_SOURCE PASSAGE_:
---+---
Re: [PATCH v2 00/13] Dynamic Kernel Stacks

From: Zach O'Keefe

Date: Mon Jun 22 2026 - 19:01:07 EST


On Sat, Jun 20, 2026 at 4:34 PM Thomas Gleixner <tglx@xxxxxxxxxx> wrote:

Thomas, thanks for taking the time, as always, for such a thoughtful response.

> On Sat, Jun 20 2026 at 12:33, Zach O'Keefe wrote:
> > On Fri, Jun 19, 2026 at 2:59 PM Thomas Gleixner <tglx@xxxxxxxxxx> wrote:
> >> The #PF path is considered perfomance critical. But how much the
> >> downgrade matters needs actual numbers to analyze under various workload
> >> scenarios.
> >
> > Ya, that's my concern as well, as I don't have a good intuition for
> > how perf critical kernel #PF is for real workloads. If this is your
> > primary concern, I'll take that as a _good_ thing ; i.e. there's
> > nothing architecturally stopping us from doing this downgrade safely.
> > We'll still need the analysis, but that can be a later stage -- we're
> > more than happy to get this data for all.
>
> No. That's not a later stage optional requirement.
>
> You have a PoC which works for you otherwise you wouldn't have posted
> it. So you can trivially microbenchmark the costs of the
> up/downgrade. And that's critical information for us but also for
> you. If the costs are significant then you really have to think about
> the tradeoffs.
>
> Care to read Documentation/process/* carefully? It applies to you as it
> applies to anyone else.
>
> >> I've not seen numbers to that effect anywhere. The only numbers provided
> >> are marketing material about the memory savings on a freshly booted idle
> >> machine. There are _zero_ numbers about the actual real world savings,
> >> but claims about the PETABYTE savings possible.
> >>
> >> Seriously?
> >
> > This is actually the most understood aspect. With O(100B) active tasks
> > fleetwide at any point, it only takes an average savings of O(10KiB)
> > per task to get to 1PiB. At least for our fleet, we know the % of
> > tasks that use only 4KiB, 8KiB, or require the full 16KiB, and the
> > math confirms that we expect O(PiB) aggregate savings. The % of stacks
> > requiring the full 16KiB is minuscule, but it still occurs at a rate
> > higher than what we can tolerate for SO panics. Given the vast
> > majority of stacks never exceed the first 4KiB, this enables the
> > significant opportunity.
>
> I know that the potential savings are well understood and my
> understanding of math is sufficient to calculate how much tasks and
> average saving it takes to save 1PiB on a fleet.
>
> That's a no-brainer, but this is an aggregate saving, which sounds WOW
> but does not tell much about anything else.
>
> 1) What's the actual percentage of savings in relation to the overall
> memory?
>
> 2) Does the saving allow you to get more stuff done on a machine, pack
> more threads on it?
>
> 3) Can you actually downsize the memory on the machines?
>
> 4) What is the performance tradeoff for that?
>
> IOW, you fail to tell what the actual benefit of such an intrusive
> change is. Just boasting an aggregate Petabyte number does not tell
> anything at all.
>
> Let me give you a trivial example with a scenario which I have access
> to:
>
> 256 CPUs
> 256 GiB Memory
> 64k Threads
>
> Let's assume the full saving of 12k per thread. That sums up to
>
> 64k * 12k = 768MB of memory
>
> which is 0.29% of the total 256 GiB of memory. Not so impressive as the
> petabyte aggregate number, right?
---+---
_PROVIDED DATA_:
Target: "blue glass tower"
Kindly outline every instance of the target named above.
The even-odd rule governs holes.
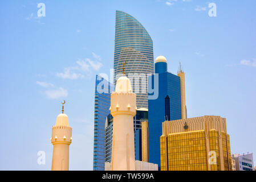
---+---
_OBJECTIVE_: Retype the part of the dynamic kernel stacks thread above, starting at the words "Thomas, thanks for" and stopping after "data for all.".

_TASK SOLUTION_:
Thomas, thanks for taking the time, as always, for such a thoughtful response.

> On Sat, Jun 20 2026 at 12:33, Zach O'Keefe wrote:
> > On Fri, Jun 19, 2026 at 2:59 PM Thomas Gleixner <tglx@xxxxxxxxxx> wrote:
> >> The #PF path is considered perfomance critical. But how much the
> >> downgrade matters needs actual numbers to analyze under various workload
> >> scenarios.
> >
> > Ya, that's my concern as well, as I don't have a good intuition for
> > how perf critical kernel #PF is for real workloads. If this is your
> > primary concern, I'll take that as a _good_ thing ; i.e. there's
> > nothing architecturally stopping us from doing this downgrade safely.
> > We'll still need the analysis, but that can be a later stage -- we're
> > more than happy to get this data for all.